■ EXTRACTED RECORDS ■

---*---

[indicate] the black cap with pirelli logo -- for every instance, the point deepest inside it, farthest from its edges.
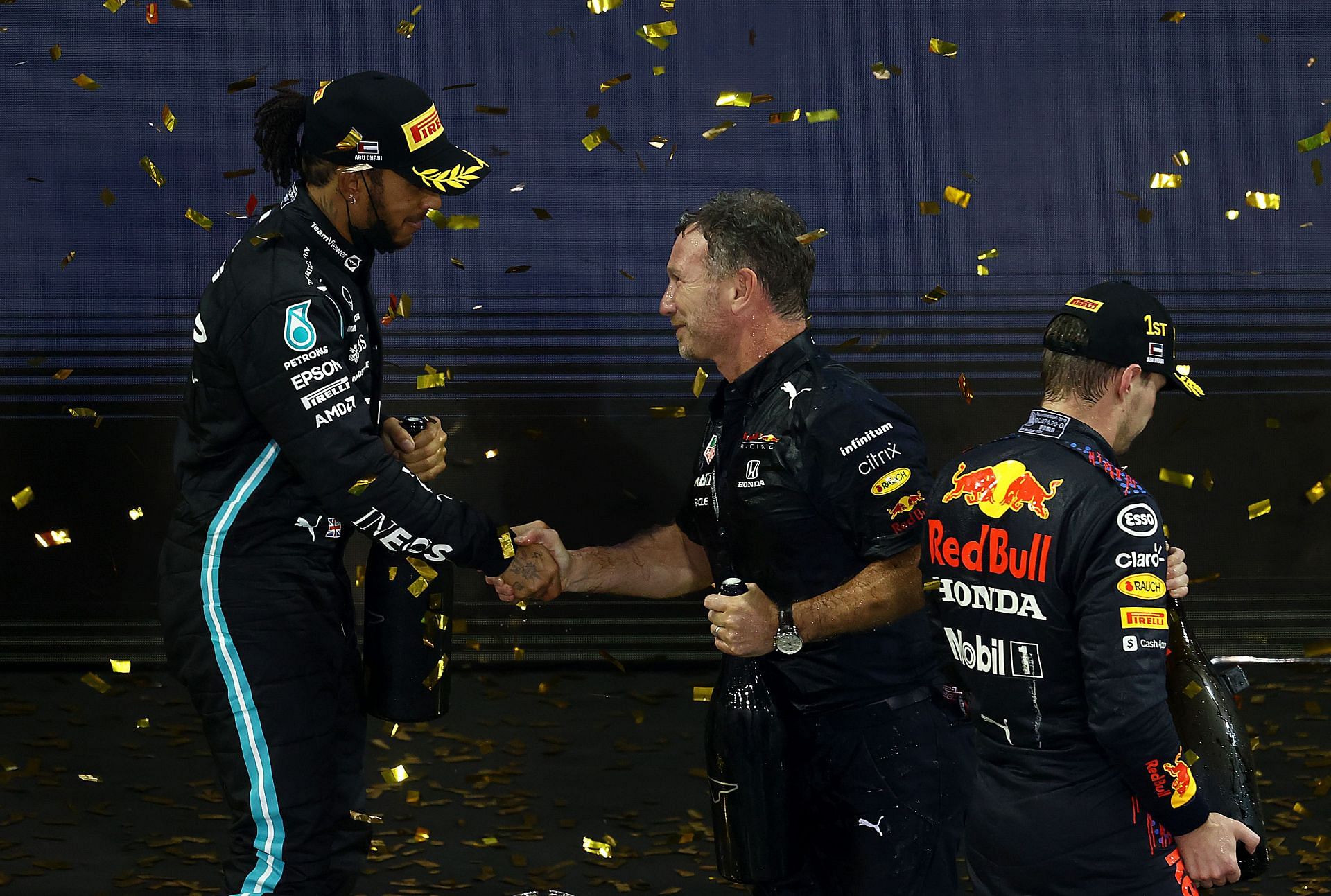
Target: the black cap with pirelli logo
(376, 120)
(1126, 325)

---*---

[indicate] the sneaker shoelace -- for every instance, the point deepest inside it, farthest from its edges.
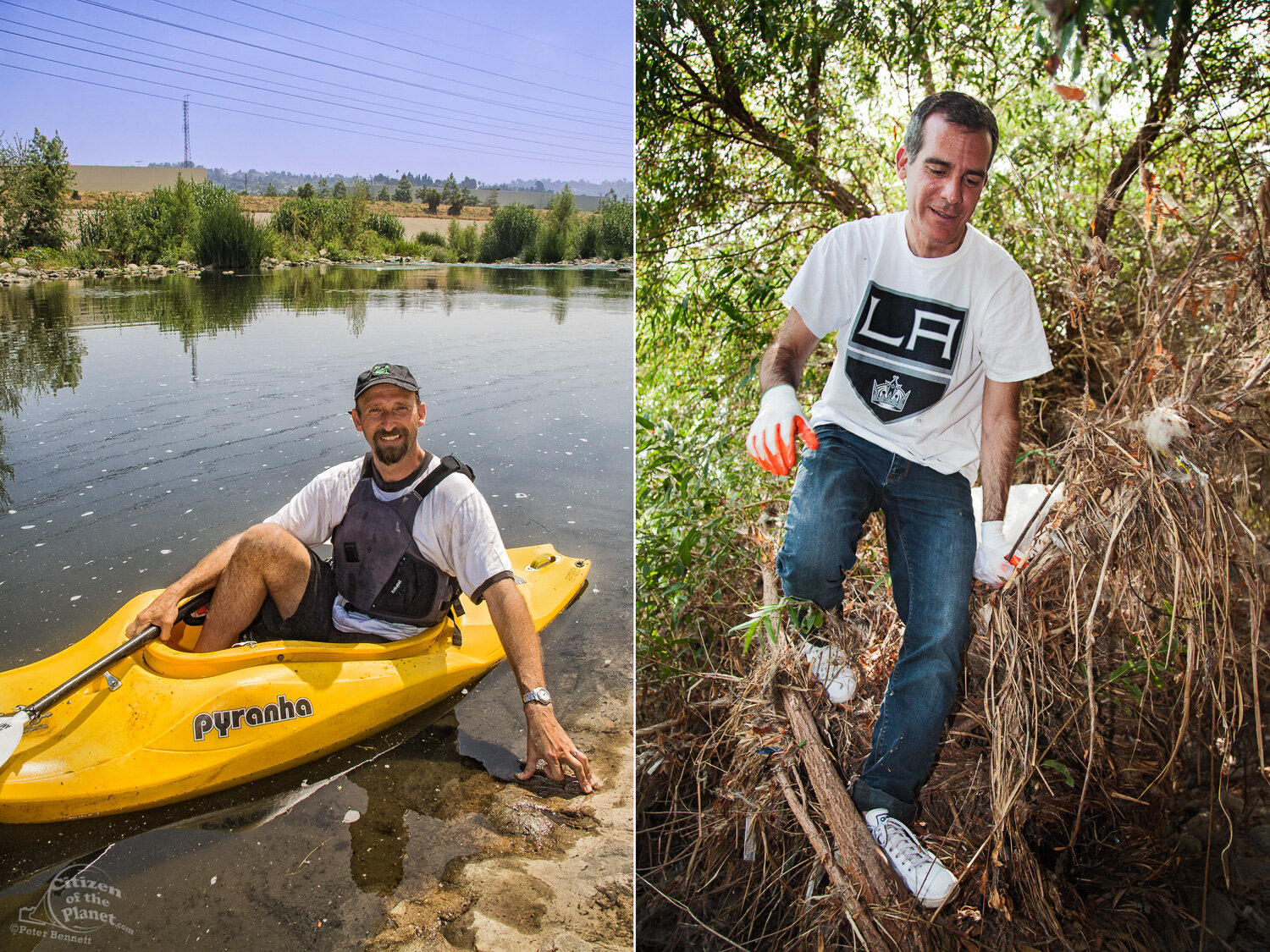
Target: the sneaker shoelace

---*---

■ WHAT NEEDS TO BE DONE ■
Recast the lines, starting with the line that contains "[indicate] the black" and going on through the line that contains "(1126, 325)", as a Markdown table with the columns No. and Line, skipping blank lines. Leave the pictures out of the table.

■ RESPONSE ■
| No. | Line |
|---|---|
| 1 | [indicate] the black cap with pirelli logo -- for every instance, the point deepest inside it, farthest from its edges. |
| 2 | Target: the black cap with pirelli logo |
| 3 | (376, 120) |
| 4 | (1126, 325) |